Records for processing
..........

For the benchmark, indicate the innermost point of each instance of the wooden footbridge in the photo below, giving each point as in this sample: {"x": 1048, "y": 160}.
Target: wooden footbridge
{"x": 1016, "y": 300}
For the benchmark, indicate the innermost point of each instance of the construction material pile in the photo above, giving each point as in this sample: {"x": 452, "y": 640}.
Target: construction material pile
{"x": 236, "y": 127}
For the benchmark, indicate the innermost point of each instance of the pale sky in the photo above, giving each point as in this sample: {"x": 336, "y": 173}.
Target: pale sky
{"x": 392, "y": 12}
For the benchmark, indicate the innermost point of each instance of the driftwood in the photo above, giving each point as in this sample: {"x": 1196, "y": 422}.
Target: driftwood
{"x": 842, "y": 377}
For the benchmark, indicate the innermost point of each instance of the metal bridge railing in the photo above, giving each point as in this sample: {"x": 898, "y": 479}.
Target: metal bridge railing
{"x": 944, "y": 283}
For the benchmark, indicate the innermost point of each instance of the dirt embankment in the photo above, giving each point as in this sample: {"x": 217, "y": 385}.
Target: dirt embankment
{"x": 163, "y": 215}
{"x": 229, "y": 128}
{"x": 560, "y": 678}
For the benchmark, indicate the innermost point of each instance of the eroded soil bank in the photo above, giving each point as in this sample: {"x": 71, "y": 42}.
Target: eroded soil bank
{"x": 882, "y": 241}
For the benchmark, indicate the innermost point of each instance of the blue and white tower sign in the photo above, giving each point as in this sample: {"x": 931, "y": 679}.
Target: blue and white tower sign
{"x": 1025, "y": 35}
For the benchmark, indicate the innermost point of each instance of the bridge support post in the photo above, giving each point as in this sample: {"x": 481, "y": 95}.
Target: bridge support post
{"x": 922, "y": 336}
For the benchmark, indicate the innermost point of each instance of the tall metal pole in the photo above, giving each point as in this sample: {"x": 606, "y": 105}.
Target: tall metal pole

..........

Given request
Write down all the entries again without a single difference.

Solution for this exercise
For the benchmark, indicate the innermost point of each instance of the wooden footbridge in the photo below, giving each point as in this sample: {"x": 1048, "y": 160}.
Target: wooden footbridge
{"x": 1016, "y": 300}
For the benchmark, indicate the innermost point of each instance of the construction material pile in the photo above, giving each point as in this sample: {"x": 452, "y": 640}.
Target: construction material pile
{"x": 236, "y": 127}
For the benchmark, indicate the innermost point of each instance of the pale sky in the photo above, giving each point as in this sample: {"x": 336, "y": 173}.
Target: pale sky
{"x": 392, "y": 12}
For the benchmark, indicate the innermost point of each instance of the driftwood in the photo above, giving each point as in this sample: {"x": 1196, "y": 422}.
Target: driftwood
{"x": 842, "y": 377}
For the benchmark, indicate the innermost point of each instance of the metal bridge railing in the photo above, giving each point as in this sample: {"x": 898, "y": 479}.
Target: metal bridge railing
{"x": 944, "y": 283}
For the benchmark, indicate the innermost point of each instance of the dirt embankment in the photo above, giving each point as in this sample: {"x": 217, "y": 385}.
Target: dirt embankment
{"x": 163, "y": 215}
{"x": 229, "y": 128}
{"x": 560, "y": 678}
For the benchmark, indicate the innermost point of each instance of the eroded soil bank in the photo above, giving each point as in this sample: {"x": 71, "y": 42}.
Target: eroded soil bank
{"x": 882, "y": 241}
For the benchmark, indicate the innermost point of each instance of the blue and white tower sign in the photo above, giving each point as in this sample: {"x": 931, "y": 679}.
Target: blue and white tower sign
{"x": 1025, "y": 35}
For the benchmark, indicate the innermost point of each instance of the bridge support post in the photo above, giving each point as in this sample: {"x": 481, "y": 95}.
Target: bridge support post
{"x": 922, "y": 336}
For the benchmark, indicate the innermost point of each instance of the tall metal pole in the photo above, giving each point as in this sample: {"x": 606, "y": 105}.
Target: tall metal pole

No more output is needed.